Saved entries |

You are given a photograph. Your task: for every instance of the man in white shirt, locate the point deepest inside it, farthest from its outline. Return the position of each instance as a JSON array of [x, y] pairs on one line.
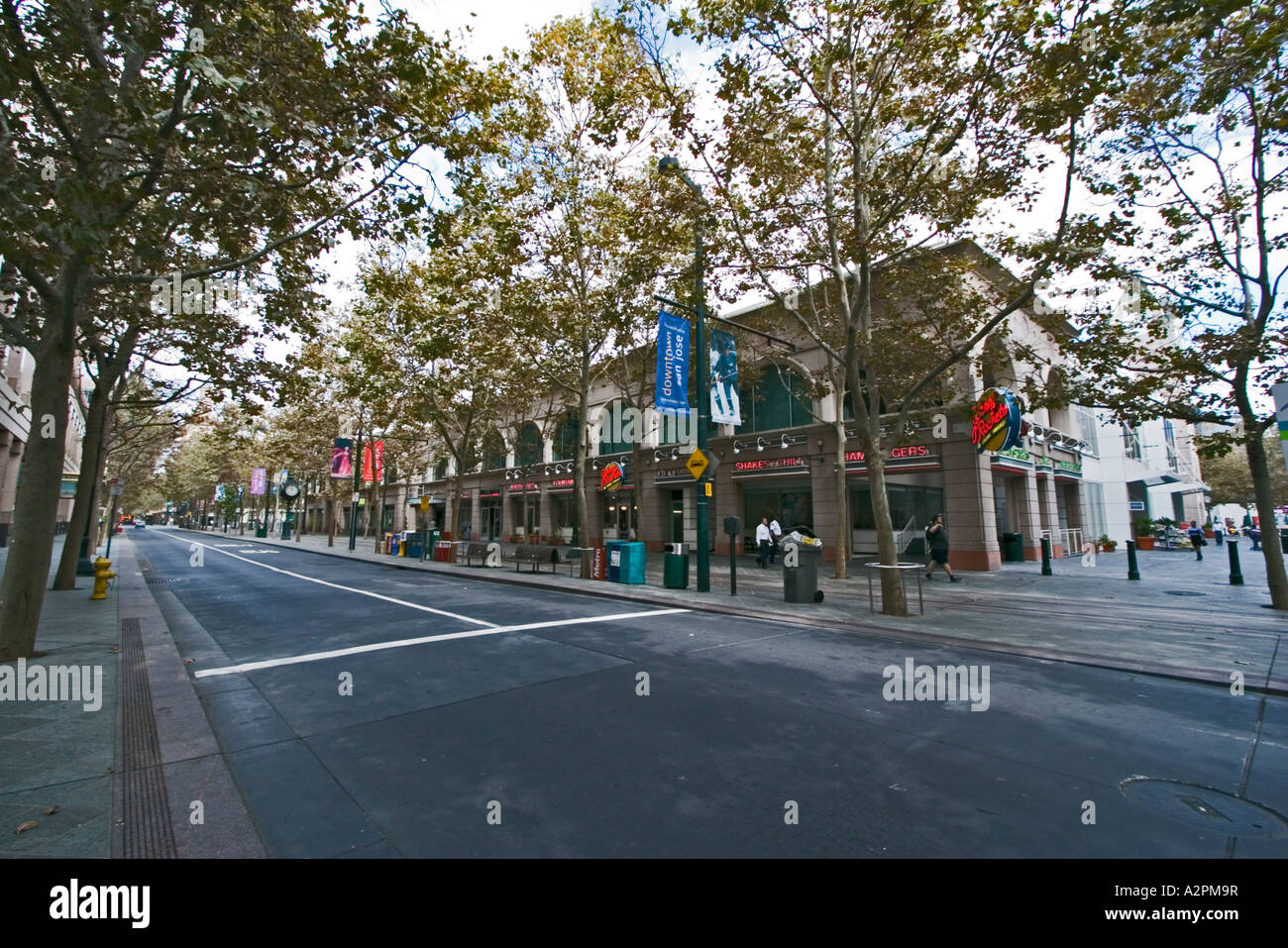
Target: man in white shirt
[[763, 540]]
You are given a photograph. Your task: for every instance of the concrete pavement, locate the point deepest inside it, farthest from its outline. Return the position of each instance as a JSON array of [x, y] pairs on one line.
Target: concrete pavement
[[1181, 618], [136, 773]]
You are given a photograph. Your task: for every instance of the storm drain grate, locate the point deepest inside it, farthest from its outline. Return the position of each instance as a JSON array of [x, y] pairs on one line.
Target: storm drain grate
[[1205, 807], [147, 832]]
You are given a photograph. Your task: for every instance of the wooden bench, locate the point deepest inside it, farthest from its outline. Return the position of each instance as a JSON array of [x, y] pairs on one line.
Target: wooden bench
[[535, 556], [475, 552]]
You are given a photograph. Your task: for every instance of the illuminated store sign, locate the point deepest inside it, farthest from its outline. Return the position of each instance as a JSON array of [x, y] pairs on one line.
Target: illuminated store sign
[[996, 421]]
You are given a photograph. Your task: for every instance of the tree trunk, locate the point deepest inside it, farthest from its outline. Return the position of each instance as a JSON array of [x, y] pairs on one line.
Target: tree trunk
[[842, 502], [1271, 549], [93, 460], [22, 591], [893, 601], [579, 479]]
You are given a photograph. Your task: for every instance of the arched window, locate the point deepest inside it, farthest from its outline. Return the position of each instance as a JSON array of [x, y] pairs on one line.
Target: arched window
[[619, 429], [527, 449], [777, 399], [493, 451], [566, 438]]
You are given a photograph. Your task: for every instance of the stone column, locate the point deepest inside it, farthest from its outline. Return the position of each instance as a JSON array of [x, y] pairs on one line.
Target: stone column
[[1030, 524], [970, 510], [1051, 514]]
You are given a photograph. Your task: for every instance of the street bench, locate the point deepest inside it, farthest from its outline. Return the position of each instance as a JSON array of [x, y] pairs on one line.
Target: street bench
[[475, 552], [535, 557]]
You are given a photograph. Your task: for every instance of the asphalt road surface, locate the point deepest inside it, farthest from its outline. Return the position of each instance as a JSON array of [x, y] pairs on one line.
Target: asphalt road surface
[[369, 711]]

What needs to be done | Each entry above should be printed exactly, and any picture in it left out.

Solution for this problem |
You are given a photograph. Your task: for every instance of the man in white shirt, locate the point deepest inside it, farthest from its outline. Return the position of each instance as a JSON array of [x, y] pairs on one line.
Target: man in white shirt
[[763, 540]]
You are given a photograph. Your task: for every instance of the concrete pavement, locate the point deepest inside it, farthest from its outline. Return the position of each instance as a JSON array of [x, y] pairs on one line.
Target: concrete pavement
[[1181, 618], [136, 773]]
You are given a photograph. Your task: for every instance of the storm drain grate, locate the point deepest inside it, farthest from its outline. Return the position of each instance as a JSON array of [x, y] pairs on one line.
Target: storm drain grate
[[1205, 807], [147, 832]]
You are given a photograph. Your task: for every instance of the wooden bench, locate the point deepest inside it, farthest from its outline. Return the position of each instance as a JSON array of [x, y] pairs on one line.
Target: wooden bench
[[535, 556], [475, 552]]
You are given a photograph. Your task: for every instance of the illuminated store sign, locate the point deepest inside it, farthest from its outline. Return the position of each instance as a JSON array of [x, y] pairs on one line.
Target: illuminated store sign
[[996, 421]]
You are given a photograph. Your task: for every instance of the tree trunk, locate the point deepest inside it, farthest from its outline. Return the position of each instance as a JSON array of [x, y] pairs on one line.
Target: tree trunk
[[842, 502], [1271, 549], [93, 460], [22, 591], [893, 601], [579, 479]]
You are given a photograph. Your task: for every instance of the arched window, locate the point deepest inside it, farthest from its outline. Return the position of each instance as a JSON array of [x, y] pairs on one line.
Target: arched window
[[619, 429], [527, 449], [777, 399], [493, 451], [566, 438]]
You are given a photograph. Your task: for every instance of the stone column, locate the point deepest inside it, farthest from its outline. Return the position of each instance as a JSON array of [x, y] pairs on one line.
Target: stone column
[[1030, 524], [970, 510], [1051, 514]]
You are given a photograph. Your task: for every instance of the street bench, locate the point deepest inside it, farthest from its outline. Return the position of each instance as a JSON array of [x, y] pairs on one line.
Target: street bench
[[475, 552], [535, 557]]
You are given a photograph. Your task: for every instance of the asphalt road surface, locate the point deepest inside it, farthest from its outline. Return the position of each instance as a JSON array of [x, y] pairs on one line.
Target: asphalt road surface
[[369, 711]]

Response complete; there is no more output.